● To do: Please convert the lines below into a Markdown table with the columns "Row" and "Line," numbering each row and leaving out any blank lines.

(Dataset entries)
····················

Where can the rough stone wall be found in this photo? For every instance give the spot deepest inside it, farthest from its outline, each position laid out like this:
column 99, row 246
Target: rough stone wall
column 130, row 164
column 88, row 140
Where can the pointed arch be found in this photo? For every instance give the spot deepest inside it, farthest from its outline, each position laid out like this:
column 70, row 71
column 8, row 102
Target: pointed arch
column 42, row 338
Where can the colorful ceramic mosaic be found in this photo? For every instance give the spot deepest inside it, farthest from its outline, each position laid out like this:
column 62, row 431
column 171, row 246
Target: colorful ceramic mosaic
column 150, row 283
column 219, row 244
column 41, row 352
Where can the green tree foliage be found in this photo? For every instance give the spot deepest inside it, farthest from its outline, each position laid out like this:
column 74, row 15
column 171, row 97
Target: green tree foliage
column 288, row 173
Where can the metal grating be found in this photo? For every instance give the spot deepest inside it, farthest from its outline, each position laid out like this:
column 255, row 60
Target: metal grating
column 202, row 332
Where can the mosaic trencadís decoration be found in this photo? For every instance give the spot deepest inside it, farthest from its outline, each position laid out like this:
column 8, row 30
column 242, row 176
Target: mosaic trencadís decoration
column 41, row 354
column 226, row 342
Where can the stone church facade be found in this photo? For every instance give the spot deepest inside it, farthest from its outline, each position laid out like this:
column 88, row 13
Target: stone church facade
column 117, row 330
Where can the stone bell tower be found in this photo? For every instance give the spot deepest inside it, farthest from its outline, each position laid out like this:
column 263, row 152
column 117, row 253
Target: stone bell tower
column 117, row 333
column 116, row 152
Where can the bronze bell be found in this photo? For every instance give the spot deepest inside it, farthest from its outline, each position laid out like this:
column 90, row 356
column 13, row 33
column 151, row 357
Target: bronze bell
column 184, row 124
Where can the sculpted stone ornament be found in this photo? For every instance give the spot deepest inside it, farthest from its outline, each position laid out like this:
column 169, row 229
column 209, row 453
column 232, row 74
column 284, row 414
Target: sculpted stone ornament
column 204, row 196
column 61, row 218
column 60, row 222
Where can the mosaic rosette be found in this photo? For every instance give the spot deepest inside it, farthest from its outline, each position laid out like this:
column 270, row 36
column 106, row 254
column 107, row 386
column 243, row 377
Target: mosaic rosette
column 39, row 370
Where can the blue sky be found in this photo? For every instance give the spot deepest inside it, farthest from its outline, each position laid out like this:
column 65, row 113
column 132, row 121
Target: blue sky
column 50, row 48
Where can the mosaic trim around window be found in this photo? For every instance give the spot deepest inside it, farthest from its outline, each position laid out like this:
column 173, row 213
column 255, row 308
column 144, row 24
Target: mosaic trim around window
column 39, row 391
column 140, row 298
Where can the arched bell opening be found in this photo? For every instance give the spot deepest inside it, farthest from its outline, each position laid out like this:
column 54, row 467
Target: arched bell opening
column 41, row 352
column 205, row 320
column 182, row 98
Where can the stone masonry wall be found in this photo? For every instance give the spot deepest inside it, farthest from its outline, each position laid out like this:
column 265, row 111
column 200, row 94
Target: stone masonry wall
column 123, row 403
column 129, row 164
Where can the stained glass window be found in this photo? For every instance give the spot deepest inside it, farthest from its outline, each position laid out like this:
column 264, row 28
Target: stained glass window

····················

● Result of this exercise:
| Row | Line |
|---|---|
| 1 | Where can the rough stone wall be found in this photo? For every instance give the spot deepest inside it, farthest from its outline, each position laid out like this: |
| 2 | column 99, row 246 |
| 3 | Target: rough stone wall |
| 4 | column 130, row 164 |
| 5 | column 88, row 140 |
| 6 | Where can the pointed arch be found in this photo? For every instance give the spot deepest inside it, farthest from its outline, each position laid out like this: |
| 7 | column 70, row 71 |
| 8 | column 8, row 102 |
| 9 | Target: pointed arch |
| 10 | column 42, row 338 |
| 11 | Where can the colorful ceramic mosaic be found in this photo? For every instance give the spot deepest inside it, farthest from its outline, each position laid out like this: |
| 12 | column 62, row 431 |
| 13 | column 171, row 246 |
| 14 | Target: colorful ceramic mosaic |
| 15 | column 150, row 283 |
| 16 | column 219, row 244 |
| 17 | column 41, row 352 |
| 18 | Where can the green tree foliage be found in this photo? For every instance give the spot deepest inside it, farthest from its outline, each position laid out like this: |
| 19 | column 74, row 15 |
| 20 | column 171, row 97 |
| 21 | Target: green tree foliage |
| 22 | column 288, row 173 |
| 23 | Where can the metal grating be found in this photo? For every instance give the spot deepest inside it, farthest from its outline, each position laid out like this: |
| 24 | column 255, row 60 |
| 25 | Target: metal grating |
| 26 | column 202, row 332 |
| 27 | Where can the mosaic trencadís decoration be found in this photo? For every instance give the spot deepest inside it, farthest from its outline, each position laid out like this: |
| 28 | column 8, row 30 |
| 29 | column 242, row 176 |
| 30 | Target: mosaic trencadís decoration |
| 31 | column 41, row 354 |
| 32 | column 226, row 342 |
| 33 | Where can the stone church facade be found in this photo? For every instance give the spot deepest inside it, farthest from its outline, each position laid out like this: |
| 34 | column 88, row 13 |
| 35 | Target: stone church facade |
| 36 | column 117, row 330 |
| 37 | Where can the stone bell tower be found in this photo? For every instance give the spot deepest inside it, farthest from its outline, each position laid out like this: |
| 38 | column 263, row 152 |
| 39 | column 117, row 253 |
| 40 | Target: stone bell tower |
| 41 | column 117, row 333 |
| 42 | column 116, row 152 |
| 43 | Where can the bronze bell be found in this photo? For every instance give the spot deepest inside it, farthest from its outline, each position laid out like this: |
| 44 | column 90, row 356 |
| 45 | column 13, row 33 |
| 46 | column 151, row 357 |
| 47 | Target: bronze bell |
| 48 | column 184, row 124 |
| 49 | Where can the sculpted stone ornament be found in this photo? For every instance give the spot deepest inside it, farthest from its outline, each position laid out like this: |
| 50 | column 169, row 229 |
| 51 | column 209, row 453 |
| 52 | column 232, row 74 |
| 53 | column 284, row 414 |
| 54 | Target: sculpted stone ornament |
| 55 | column 204, row 196 |
| 56 | column 61, row 218 |
| 57 | column 60, row 222 |
| 58 | Where can the mosaic rosette be found in this photo? For every instance give the spot deepest inside it, farthest from its outline, each position laid out like this: |
| 59 | column 270, row 36 |
| 60 | column 106, row 254 |
| 61 | column 107, row 386 |
| 62 | column 243, row 377 |
| 63 | Target: mosaic rosette |
| 64 | column 39, row 370 |
| 65 | Where can the blue sky be found in this photo? For every instance give the spot deepest inside it, farthest from its outline, each position laid out like this: |
| 66 | column 65, row 113 |
| 67 | column 132, row 121 |
| 68 | Target: blue sky |
| 69 | column 50, row 48 |
| 70 | Where can the mosaic trim around window be found in this photo? For every instance give the spot deepest inside it, farthest from its outline, each position laid out like this: |
| 71 | column 173, row 213 |
| 72 | column 255, row 308 |
| 73 | column 144, row 24 |
| 74 | Target: mosaic trim around window |
| 75 | column 39, row 391 |
| 76 | column 140, row 298 |
| 77 | Where can the arched bell opening be found in this photo? For every instance give the spot deepest inside it, farthest from its outline, each position laid out like this: |
| 78 | column 54, row 467 |
| 79 | Target: arched bell opening |
| 80 | column 41, row 352 |
| 81 | column 205, row 320 |
| 82 | column 182, row 98 |
| 83 | Where can the stone masonry wall be found in this photo? For every instance give the spot deepest inside it, farthest from its outline, each position laid out like this: |
| 84 | column 265, row 111 |
| 85 | column 200, row 94 |
| 86 | Target: stone masonry wall |
| 87 | column 123, row 403 |
| 88 | column 129, row 164 |
| 89 | Where can the stained glass window be found in this photo? For every instance give the spot deepest inside it, farthest from its outline, each position laid out like this: |
| 90 | column 264, row 28 |
| 91 | Target: stained glass window |